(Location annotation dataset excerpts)
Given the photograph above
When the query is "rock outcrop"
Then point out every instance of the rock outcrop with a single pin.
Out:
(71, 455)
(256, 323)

INSTRUCTIONS TO FOLLOW: Rewrite the listing with "rock outcrop" changed to "boulder" wherever it occurs, leaving every other line as it is.

THE ANSWER:
Given the photograph above
When the query is "boulder"
Then point out every instance of the boulder with a single pin.
Out:
(71, 455)
(256, 323)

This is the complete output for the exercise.